-------- Data excerpts --------

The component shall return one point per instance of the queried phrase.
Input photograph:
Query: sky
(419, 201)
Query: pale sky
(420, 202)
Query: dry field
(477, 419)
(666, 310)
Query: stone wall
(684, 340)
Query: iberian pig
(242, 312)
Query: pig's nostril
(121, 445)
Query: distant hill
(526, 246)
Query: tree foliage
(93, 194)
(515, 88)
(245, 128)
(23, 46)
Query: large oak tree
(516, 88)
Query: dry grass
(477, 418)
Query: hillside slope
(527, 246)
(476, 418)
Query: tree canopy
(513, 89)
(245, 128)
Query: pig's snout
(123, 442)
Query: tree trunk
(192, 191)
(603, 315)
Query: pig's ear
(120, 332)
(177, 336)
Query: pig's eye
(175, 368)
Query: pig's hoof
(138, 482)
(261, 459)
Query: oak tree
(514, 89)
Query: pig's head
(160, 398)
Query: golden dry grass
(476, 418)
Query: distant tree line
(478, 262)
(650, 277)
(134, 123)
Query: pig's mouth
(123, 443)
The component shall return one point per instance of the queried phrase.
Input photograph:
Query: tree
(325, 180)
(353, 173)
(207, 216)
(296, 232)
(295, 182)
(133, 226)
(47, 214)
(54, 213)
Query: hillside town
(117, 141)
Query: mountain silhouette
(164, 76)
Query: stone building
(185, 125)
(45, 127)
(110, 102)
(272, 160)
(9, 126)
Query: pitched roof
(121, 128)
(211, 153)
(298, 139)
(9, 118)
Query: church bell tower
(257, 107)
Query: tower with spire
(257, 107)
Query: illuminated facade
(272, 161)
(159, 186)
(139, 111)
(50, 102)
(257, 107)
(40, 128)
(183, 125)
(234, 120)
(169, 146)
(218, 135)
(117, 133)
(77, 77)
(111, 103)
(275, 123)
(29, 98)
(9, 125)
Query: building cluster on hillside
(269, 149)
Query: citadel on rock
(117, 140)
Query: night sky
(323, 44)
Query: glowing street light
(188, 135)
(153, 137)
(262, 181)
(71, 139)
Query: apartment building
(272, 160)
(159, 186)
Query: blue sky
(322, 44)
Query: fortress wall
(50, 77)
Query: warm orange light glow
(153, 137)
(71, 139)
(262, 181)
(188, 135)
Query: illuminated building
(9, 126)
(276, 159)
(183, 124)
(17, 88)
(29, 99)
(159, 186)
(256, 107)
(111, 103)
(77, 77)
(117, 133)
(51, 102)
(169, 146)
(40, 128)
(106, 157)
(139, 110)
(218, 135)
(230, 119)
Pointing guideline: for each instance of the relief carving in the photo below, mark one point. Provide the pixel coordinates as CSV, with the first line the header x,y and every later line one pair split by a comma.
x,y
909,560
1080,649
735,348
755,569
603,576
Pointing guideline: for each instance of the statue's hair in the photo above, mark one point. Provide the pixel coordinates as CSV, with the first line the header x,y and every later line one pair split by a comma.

--------

Aim of the exercise:
Return each line of the records above exactly as it reads.

Task answer:
The component shall return one point per instance of the queried phrase.
Input photograph:
Query: sky
(419, 201)
Query: pale sky
(420, 202)
Query: dry field
(477, 419)
(666, 310)
Query: stone wall
(684, 340)
Query: iberian pig
(242, 312)
Query: pig's nostril
(121, 445)
Query: distant hill
(526, 246)
Query: tree foliage
(93, 194)
(515, 88)
(245, 128)
(23, 46)
Query: large oak tree
(516, 88)
Query: dry grass
(477, 418)
Query: hillside slope
(527, 246)
(476, 418)
Query: tree canopy
(513, 89)
(245, 128)
Query: pig's snout
(123, 442)
Query: tree trunk
(192, 191)
(603, 315)
Query: pig's ear
(120, 332)
(177, 336)
Query: pig's eye
(175, 368)
Query: pig's hoof
(138, 482)
(261, 459)
Query: oak tree
(514, 89)
Query: pig's head
(160, 398)
Query: golden dry grass
(476, 418)
Query: distant tree line
(478, 262)
(650, 277)
(134, 123)
Query: pig's mouth
(123, 443)
The component shall return one point per instance of the queried phrase.
Input photograph:
Query: tree
(325, 180)
(353, 173)
(207, 216)
(296, 232)
(295, 182)
(133, 226)
(47, 214)
(54, 213)
Query: hillside town
(117, 141)
Query: mountain silhouette
(164, 76)
Query: stone building
(185, 125)
(45, 127)
(110, 102)
(272, 160)
(9, 126)
Query: pitched roof
(121, 128)
(211, 153)
(298, 139)
(9, 118)
Query: church bell tower
(257, 107)
Query: tower with spire
(257, 107)
Query: illuminated facade
(272, 161)
(159, 186)
(139, 111)
(50, 102)
(257, 107)
(40, 128)
(183, 125)
(234, 120)
(169, 146)
(218, 135)
(117, 133)
(77, 77)
(111, 103)
(275, 123)
(29, 98)
(9, 125)
Query: building cluster on hillside
(269, 149)
Query: citadel on rock
(117, 140)
Query: night sky
(323, 44)
Query: glowing street light
(188, 135)
(153, 137)
(262, 181)
(71, 139)
Query: apartment building
(272, 160)
(159, 186)
Query: blue sky
(322, 44)
Query: fortress wall
(50, 77)
Query: warm orange light glow
(153, 137)
(71, 139)
(262, 181)
(188, 135)
Query: illuminated building
(9, 126)
(276, 159)
(183, 124)
(17, 88)
(29, 99)
(159, 186)
(256, 107)
(111, 103)
(77, 77)
(117, 133)
(51, 102)
(169, 146)
(40, 128)
(106, 157)
(139, 110)
(218, 135)
(230, 119)
Pointing guideline: for each instance of the relief carving in the photo below, mark one point. Provide the pixel coordinates as CSV, with the first line the header x,y and every later line one pair split by a comma.
x,y
909,560
1080,649
735,348
755,569
603,576
Pointing guideline: for each instance of the statue's hair in the photo above, mark one point. Provide the pixel coordinates as CSV, with the first line the header x,y and every later line one pair split by a comma.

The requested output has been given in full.